Sure, its loyalists swooned this month when Apple announced it would share information about its new iPhone two days earlier than it did in 2012.

OK, which one of you guys swooned? Was it Larry? Come on, we’ve talked about this, Larry.

But this next iPhone—the “big news” this week: it will be available in a new color, gold—won’t dazzle.

The only difference with the new iPhone will be the color. This much we all know as fact, even though it hasn’t even been announced yet.

We are witnessing a corporate identity crisis.

Keep writing “crisis” so we’ll know just how bad things are at Apple.

Once an anti-establishment brand, the company today has become the type of corporate behemoth it mocked as it democratized technology. There are iPhones in almost every pocket …

Business Insider, where a piece need not make sense, it just needs to senselessly bash Apple. On the one hand, Henry Blodget bashes Apple for having significantly less market share than Android, and on the other they publish a piece claiming Apple’s the establishment because everyone uses iPhones. The Macalope’s no statistician but it can’t be both, guys. Not that you care.

C’mon, Apple: Creativity is at your core. Find it again and flaunt it …

Oh, such good advice! C’mon, Apple! Get out there and creativize! Make with the smarts! Do the thing with the devices already! Shiny new!

If only Apple had thought of that.

Questionable analysis

Writing for the online collection of dogs-running-in-circles-and-scratching-themselves that is the Forbes contributor network, Rob Tanner wonders about:

“iPhone Screen Size: Might Apple Have Been Asking The Wrong Market-Research Questions?” (no link for Forbes but tip o’ the antlers again to the Jony Ive parody account on Twitter).

▶ _Data section_

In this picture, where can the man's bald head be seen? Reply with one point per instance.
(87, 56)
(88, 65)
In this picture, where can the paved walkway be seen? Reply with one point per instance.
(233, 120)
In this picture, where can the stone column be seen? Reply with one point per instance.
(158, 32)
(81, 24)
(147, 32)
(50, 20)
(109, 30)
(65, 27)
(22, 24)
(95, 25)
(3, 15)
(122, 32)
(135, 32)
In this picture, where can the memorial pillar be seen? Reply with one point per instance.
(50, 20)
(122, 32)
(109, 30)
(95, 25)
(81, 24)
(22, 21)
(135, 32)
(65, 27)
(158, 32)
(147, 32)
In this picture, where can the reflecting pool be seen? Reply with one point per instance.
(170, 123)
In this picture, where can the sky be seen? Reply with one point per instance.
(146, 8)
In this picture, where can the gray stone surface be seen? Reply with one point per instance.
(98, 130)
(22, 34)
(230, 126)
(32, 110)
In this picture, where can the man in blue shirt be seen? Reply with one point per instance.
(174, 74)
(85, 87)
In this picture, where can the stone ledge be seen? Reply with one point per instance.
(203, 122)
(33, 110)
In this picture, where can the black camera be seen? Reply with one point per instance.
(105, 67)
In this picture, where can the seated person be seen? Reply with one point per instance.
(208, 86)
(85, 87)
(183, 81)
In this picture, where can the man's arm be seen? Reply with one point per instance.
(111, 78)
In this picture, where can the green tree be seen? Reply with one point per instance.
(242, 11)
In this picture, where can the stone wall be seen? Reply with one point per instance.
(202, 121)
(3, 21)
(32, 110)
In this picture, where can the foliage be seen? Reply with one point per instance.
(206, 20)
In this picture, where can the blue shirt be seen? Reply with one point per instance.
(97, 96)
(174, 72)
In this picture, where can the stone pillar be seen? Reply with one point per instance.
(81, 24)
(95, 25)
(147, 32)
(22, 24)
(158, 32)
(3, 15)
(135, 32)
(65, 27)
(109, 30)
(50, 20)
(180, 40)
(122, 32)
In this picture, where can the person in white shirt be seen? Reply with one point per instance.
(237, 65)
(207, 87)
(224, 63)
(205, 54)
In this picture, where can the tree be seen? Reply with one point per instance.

▶ _Task 1_
From the Apple commentary, extract everything from "OK, which one" down to "been announced yet.".
▶ _Task 2_
According to the Apple commentary, what new color will the next iPhone come in?
The rows were taken from a different source than the Apple commentary.

▶ _Written reply 1_
OK, which one of you guys swooned? Was it Larry? Come on, we’ve talked about this, Larry.

But this next iPhone—the “big news” this week: it will be available in a new color, gold—won’t dazzle.

The only difference with the new iPhone will be the color. This much we all know as fact, even though it hasn’t even been announced yet.

▶ _Written reply 2_
Gold.